• **OBJETIVO**
Copie do texto sobre os Encontros de Agosto tudo o que vai de "Na semana passada" até "por Tiago Santana.", sem alterar nenhuma palavra.
═══ TRECHO DO DOCUMENTO
Na semana passada participei como convidado dos Encontros de Agosto, realizado em Fortaleza, iniciativa do Fórum da Fotografia – Ceará. A primeira edição do evento teve como tema geral Fotografia Contemporânea – linguagem e pensamento e contou com seminários, palestras, exposições e workshops. Essas atividades buscaram refletir as questões próprias da fotografia, em particular sua inserção no campo das artes. Minha participação se deu através de uma rápida palestra denominada A internacionalização da fotografia brasileira, a partir de uma provocação feita por Tiago Santana.
Aliás, essa provocação gestou um novo projeto, já em andamento, que irá tratar desse tema que se mostrou fascinante como investigação necessária para melhor compreender a importância da fotografia brasileira contemporânea no panorama internacional. O lançamento do livro de Tiago Santana na emblemática coleção francesa Photo Poche foi o ponto de partida para tentar problematizar a questão.
══════
═══ ITENS
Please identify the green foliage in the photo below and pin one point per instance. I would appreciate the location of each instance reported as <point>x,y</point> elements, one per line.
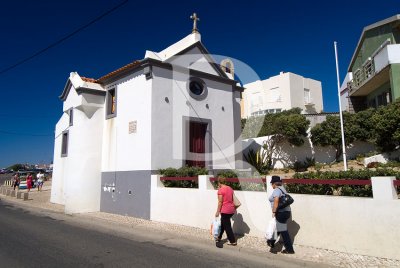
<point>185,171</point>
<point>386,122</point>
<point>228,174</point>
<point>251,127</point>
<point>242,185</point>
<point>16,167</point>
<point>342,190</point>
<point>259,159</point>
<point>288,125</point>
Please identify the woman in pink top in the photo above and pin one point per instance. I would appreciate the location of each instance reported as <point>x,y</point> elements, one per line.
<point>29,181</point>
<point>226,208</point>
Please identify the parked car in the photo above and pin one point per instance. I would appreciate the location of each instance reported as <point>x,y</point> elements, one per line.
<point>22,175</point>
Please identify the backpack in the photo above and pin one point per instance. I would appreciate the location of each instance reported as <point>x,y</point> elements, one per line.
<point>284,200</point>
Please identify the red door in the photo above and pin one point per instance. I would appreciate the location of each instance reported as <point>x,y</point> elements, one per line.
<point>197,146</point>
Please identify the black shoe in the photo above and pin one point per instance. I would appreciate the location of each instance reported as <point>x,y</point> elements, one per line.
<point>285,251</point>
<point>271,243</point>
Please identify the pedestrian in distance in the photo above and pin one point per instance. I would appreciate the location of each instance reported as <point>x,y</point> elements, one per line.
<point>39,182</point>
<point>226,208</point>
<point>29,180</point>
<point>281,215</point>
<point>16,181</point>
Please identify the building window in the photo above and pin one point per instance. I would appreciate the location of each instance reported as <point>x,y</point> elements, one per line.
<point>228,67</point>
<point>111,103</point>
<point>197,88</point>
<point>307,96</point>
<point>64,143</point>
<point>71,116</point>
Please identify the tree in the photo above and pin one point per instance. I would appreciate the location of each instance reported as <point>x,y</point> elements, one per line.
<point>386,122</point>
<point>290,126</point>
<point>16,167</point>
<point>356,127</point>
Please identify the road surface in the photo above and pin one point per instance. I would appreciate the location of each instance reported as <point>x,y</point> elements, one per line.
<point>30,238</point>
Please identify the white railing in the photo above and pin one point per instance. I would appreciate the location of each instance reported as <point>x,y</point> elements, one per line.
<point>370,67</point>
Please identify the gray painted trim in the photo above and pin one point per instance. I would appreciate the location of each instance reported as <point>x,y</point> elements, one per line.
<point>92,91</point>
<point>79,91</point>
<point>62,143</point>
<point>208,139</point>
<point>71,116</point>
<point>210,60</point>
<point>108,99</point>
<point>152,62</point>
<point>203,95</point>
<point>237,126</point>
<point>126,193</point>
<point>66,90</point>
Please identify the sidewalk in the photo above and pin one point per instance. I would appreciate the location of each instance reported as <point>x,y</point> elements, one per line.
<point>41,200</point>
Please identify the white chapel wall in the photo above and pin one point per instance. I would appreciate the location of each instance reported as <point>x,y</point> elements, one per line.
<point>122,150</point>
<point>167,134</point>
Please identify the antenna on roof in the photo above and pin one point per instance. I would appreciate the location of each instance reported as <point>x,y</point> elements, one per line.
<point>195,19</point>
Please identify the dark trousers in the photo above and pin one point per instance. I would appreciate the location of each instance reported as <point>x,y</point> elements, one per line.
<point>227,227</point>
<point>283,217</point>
══════
═══ ITENS
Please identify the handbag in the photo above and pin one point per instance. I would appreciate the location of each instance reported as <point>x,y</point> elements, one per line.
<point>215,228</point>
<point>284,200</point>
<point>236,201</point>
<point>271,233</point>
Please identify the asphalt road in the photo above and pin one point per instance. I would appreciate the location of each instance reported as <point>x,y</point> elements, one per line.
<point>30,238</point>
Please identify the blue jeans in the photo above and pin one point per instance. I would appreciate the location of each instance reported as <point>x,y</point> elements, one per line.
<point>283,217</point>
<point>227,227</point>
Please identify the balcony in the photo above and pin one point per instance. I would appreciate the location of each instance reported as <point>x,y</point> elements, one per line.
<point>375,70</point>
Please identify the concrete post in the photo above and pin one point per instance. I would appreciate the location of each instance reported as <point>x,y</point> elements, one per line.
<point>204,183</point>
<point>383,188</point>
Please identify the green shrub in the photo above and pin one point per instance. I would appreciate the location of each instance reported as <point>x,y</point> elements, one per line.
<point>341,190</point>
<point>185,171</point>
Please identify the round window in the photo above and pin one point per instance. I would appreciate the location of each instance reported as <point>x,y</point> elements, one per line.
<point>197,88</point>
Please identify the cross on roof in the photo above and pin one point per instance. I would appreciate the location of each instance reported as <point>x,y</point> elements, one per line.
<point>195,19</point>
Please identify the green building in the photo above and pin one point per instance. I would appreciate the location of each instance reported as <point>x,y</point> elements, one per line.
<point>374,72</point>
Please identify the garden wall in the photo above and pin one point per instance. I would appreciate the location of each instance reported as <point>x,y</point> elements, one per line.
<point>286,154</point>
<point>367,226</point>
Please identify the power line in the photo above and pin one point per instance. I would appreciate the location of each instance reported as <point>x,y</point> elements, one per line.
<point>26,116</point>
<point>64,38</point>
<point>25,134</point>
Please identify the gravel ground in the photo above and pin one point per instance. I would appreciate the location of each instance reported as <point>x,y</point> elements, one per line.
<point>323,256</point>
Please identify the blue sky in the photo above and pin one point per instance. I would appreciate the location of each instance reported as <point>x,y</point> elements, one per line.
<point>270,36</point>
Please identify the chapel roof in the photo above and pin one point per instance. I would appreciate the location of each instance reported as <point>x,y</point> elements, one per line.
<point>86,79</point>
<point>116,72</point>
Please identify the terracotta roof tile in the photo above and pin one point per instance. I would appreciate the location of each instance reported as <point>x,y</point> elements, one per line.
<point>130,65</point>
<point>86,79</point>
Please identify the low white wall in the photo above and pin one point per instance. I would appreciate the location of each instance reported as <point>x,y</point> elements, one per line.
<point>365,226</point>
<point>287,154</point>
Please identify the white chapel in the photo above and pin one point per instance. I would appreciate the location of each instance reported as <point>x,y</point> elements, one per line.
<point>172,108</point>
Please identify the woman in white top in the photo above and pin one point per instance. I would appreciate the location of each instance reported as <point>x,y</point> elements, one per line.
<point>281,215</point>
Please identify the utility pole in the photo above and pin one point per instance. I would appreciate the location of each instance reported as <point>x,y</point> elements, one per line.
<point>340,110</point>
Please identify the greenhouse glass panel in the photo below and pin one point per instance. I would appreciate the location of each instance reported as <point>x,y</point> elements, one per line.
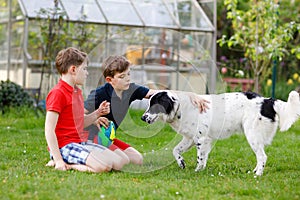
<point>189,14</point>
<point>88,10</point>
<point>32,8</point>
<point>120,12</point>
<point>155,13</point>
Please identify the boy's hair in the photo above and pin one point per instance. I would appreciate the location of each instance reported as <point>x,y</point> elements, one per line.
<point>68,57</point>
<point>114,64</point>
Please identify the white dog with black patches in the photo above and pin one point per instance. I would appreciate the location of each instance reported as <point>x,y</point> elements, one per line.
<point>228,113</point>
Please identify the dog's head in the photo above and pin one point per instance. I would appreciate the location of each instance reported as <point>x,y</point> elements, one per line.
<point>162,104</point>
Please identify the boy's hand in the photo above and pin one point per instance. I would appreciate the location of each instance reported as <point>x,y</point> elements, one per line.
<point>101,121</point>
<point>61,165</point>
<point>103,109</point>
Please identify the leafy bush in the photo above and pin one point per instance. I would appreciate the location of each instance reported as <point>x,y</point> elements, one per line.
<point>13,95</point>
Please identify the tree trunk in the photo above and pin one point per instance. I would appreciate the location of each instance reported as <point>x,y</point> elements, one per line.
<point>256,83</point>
══════
• **RESOLUÇÃO**
Na semana passada participei como convidado dos Encontros de Agosto, realizado em Fortaleza, iniciativa do Fórum da Fotografia – Ceará. A primeira edição do evento teve como tema geral Fotografia Contemporânea – linguagem e pensamento e contou com seminários, palestras, exposições e workshops. Essas atividades buscaram refletir as questões próprias da fotografia, em particular sua inserção no campo das artes. Minha participação se deu através de uma rápida palestra denominada A internacionalização da fotografia brasileira, a partir de uma provocação feita por Tiago Santana.